* [Source data]:

BEGIN

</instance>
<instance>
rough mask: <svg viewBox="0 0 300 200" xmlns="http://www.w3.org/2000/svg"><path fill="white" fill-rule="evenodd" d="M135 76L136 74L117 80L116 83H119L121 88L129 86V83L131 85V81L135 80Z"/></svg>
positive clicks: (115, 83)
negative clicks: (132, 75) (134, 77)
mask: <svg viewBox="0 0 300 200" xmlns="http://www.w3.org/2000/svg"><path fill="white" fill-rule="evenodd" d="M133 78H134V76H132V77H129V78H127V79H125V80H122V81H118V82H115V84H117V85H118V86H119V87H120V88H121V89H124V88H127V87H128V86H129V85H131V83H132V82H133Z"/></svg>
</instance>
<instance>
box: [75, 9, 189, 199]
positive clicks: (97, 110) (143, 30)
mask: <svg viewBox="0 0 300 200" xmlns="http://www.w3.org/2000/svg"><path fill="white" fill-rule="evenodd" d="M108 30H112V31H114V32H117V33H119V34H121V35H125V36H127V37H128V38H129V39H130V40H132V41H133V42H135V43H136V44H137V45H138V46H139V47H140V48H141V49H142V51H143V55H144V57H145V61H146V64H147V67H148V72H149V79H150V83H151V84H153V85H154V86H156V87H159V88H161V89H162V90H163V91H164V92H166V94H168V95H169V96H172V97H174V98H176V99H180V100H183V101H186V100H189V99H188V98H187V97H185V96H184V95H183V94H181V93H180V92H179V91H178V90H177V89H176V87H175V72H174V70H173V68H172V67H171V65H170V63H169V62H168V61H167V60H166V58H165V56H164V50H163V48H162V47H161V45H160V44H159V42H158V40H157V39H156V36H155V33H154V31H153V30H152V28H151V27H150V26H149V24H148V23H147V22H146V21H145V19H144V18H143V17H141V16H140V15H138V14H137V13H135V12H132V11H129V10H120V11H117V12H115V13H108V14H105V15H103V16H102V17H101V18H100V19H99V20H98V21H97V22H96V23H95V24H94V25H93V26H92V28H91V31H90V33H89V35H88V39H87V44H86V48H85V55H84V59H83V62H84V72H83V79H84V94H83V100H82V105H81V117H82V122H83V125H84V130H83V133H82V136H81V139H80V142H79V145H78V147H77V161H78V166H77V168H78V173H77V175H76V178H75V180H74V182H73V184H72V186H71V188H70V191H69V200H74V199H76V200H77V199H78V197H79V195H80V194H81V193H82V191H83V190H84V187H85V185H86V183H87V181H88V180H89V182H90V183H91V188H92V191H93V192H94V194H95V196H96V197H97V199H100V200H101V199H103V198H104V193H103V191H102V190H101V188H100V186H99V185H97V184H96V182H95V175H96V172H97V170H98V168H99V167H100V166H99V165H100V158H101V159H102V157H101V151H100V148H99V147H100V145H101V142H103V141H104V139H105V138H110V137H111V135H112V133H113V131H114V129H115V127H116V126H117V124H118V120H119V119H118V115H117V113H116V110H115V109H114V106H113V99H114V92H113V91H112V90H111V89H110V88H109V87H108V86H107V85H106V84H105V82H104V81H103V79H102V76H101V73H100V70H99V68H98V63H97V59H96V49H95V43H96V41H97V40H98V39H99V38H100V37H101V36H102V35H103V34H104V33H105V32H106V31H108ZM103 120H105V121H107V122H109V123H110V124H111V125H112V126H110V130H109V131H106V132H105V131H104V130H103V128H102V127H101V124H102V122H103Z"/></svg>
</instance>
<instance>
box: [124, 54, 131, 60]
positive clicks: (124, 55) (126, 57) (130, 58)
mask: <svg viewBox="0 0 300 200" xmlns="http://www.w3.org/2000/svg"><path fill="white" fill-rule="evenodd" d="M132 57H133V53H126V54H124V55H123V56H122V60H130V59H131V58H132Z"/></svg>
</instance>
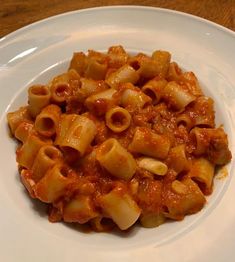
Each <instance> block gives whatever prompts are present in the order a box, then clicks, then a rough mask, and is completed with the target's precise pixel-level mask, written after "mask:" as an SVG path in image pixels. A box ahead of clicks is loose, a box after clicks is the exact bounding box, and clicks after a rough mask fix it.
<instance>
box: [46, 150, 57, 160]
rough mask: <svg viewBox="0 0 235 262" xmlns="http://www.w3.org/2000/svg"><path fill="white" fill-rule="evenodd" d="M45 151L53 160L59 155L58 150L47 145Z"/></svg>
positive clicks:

END

* [Exercise]:
Return the opening line of the data and every line after it through the line containing "positive clicks: (115, 83)", please, exactly as written and with nothing added.

* [Answer to this problem]:
</instance>
<instance>
rough mask: <svg viewBox="0 0 300 200" xmlns="http://www.w3.org/2000/svg"><path fill="white" fill-rule="evenodd" d="M135 76L136 74L117 80L116 83H119L121 88L129 86V83L131 85V81L135 80Z"/></svg>
positive clicks: (115, 83)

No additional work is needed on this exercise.